===== TEXT =====

In the case of delayed sleep phase syndrome, the individual with the disorder has a natural inclination to go to bed later and wake up later than what is typically considered normal.

“This is where we find what you call a night owl. Their natural body rhythm wants to stay up late and sleep in,” Minor said. “The person suffering from this syndrome will say ‘I feel terrible in the morning; I can’t fall asleep until 2 or 4 a.m. and struggle to get out of bed before 10.’ The issue is they’re trying to go to bed at the wrong time for their circadian rhythm.”

Treatment often includes light therapy, which involves avoiding bright light and LED screens in the evening and getting extra bright light in the morning, which helps to shift the patient’s natural cycle forward.

CENTRAL SLEEP APNEA

While some people struggle to fall asleep on time, others fall asleep with no trouble but experience issues after they’ve drifted off to dreamland. For those living in and visiting Colorado’s high country, one of the most common sleep issues is central sleep apnea.

“Central sleep apnea is the classic sleep disorder that presents at altitude,” said Minor, who treats patients in both Vail and on the Front Range.

“Apnea literally means without breath,” he said. “In the case of sleep apnea, a person intermittently stops breathing at night, either because their airway is blocked or because their brain isn’t sending the right cues to their body to breathe. Especially at high altitudes they can go through cycles where they over breathe and then under breathe. This can be happening hundreds of times during a night, which causes the brain to signal the body to wake up, therefore disrupting sleep.”

===== RECORDED INFORMATION =====

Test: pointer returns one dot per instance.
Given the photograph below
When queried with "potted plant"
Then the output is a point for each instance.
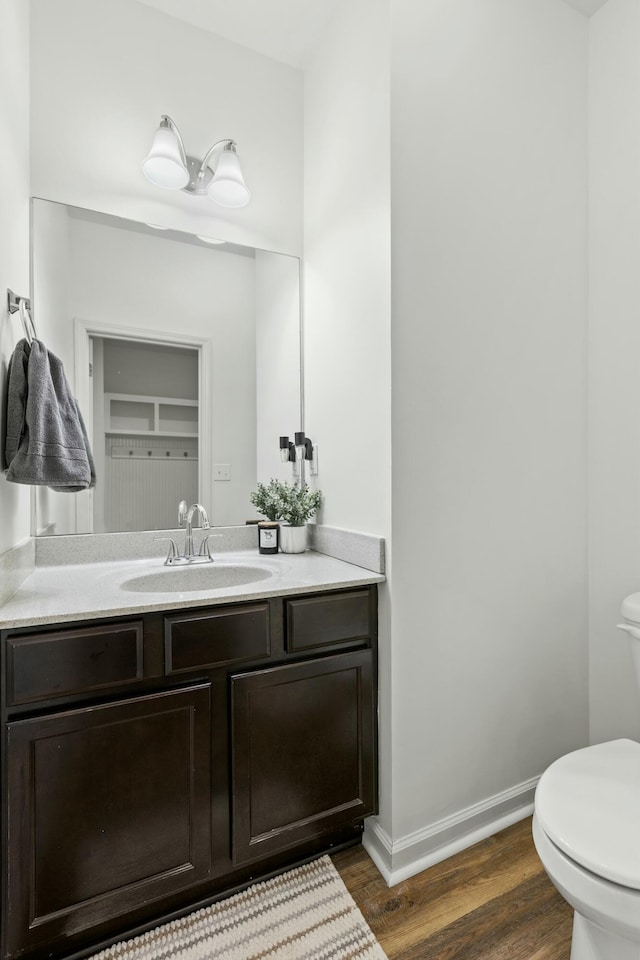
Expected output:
(291, 503)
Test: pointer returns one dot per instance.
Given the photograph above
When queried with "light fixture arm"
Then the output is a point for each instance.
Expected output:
(166, 121)
(228, 145)
(168, 165)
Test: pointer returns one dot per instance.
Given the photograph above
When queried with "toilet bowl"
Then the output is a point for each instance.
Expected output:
(586, 829)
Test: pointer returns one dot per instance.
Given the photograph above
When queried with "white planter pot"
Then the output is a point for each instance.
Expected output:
(293, 539)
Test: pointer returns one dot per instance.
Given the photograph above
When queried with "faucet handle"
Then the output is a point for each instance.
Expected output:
(173, 550)
(204, 546)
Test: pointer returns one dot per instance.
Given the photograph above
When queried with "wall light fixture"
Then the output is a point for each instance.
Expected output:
(169, 166)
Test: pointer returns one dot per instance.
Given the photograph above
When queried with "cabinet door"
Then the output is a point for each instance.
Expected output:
(302, 751)
(108, 809)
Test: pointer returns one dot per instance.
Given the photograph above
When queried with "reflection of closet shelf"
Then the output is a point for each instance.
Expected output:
(136, 416)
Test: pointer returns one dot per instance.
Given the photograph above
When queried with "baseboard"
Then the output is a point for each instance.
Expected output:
(399, 859)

=====

TASKS TO CARRY OUT
A) Quote the stretch of the sleep disorders passage from "In the case of delayed" through "natural cycle forward.".
B) Write a continuation of the sleep disorders passage, picking up after its final sentence.

ANSWERS FOR THE TASKS
A)
In the case of delayed sleep phase syndrome, the individual with the disorder has a natural inclination to go to bed later and wake up later than what is typically considered normal.

“This is where we find what you call a night owl. Their natural body rhythm wants to stay up late and sleep in,” Minor said. “The person suffering from this syndrome will say ‘I feel terrible in the morning; I can’t fall asleep until 2 or 4 a.m. and struggle to get out of bed before 10.’ The issue is they’re trying to go to bed at the wrong time for their circadian rhythm.”

Treatment often includes light therapy, which involves avoiding bright light and LED screens in the evening and getting extra bright light in the morning, which helps to shift the patient’s natural cycle forward.

B)
Sleep apnea, especially central sleep apnea, can be tough to diagnose since the person suffering from the disorder is often unaware of it. This is not the case in another, lesser-known sleep disorder, in which the sufferer is most certainly aware of what is happening.

EXPLODING HEAD SYNDROME

Imagine being woken up in the middle of the night by a very loud bang — like a gunshot next to your head — and bright flash of light. You gasp and, as you try to slow your heartbeat and recover your breath, you begin to investigate the source of the noise. You turn on the lights, peek around the curtains and poke your partner, who has magically managed to sleep through the ruckus. You realize that nothing, and no one, else has been rattled by the sound. You start to wonder if you’re going crazy as you tuck yourself back into bed and try to fall back asleep. And then it happens again.

You’re not crazy, but it is all in your head. This scenario is experienced by those suffering from a rare sleep disorder known as exploding head syndrome, and its signature symptom is being awakened by a loud bang and bright flash of light, both of which happen in your head.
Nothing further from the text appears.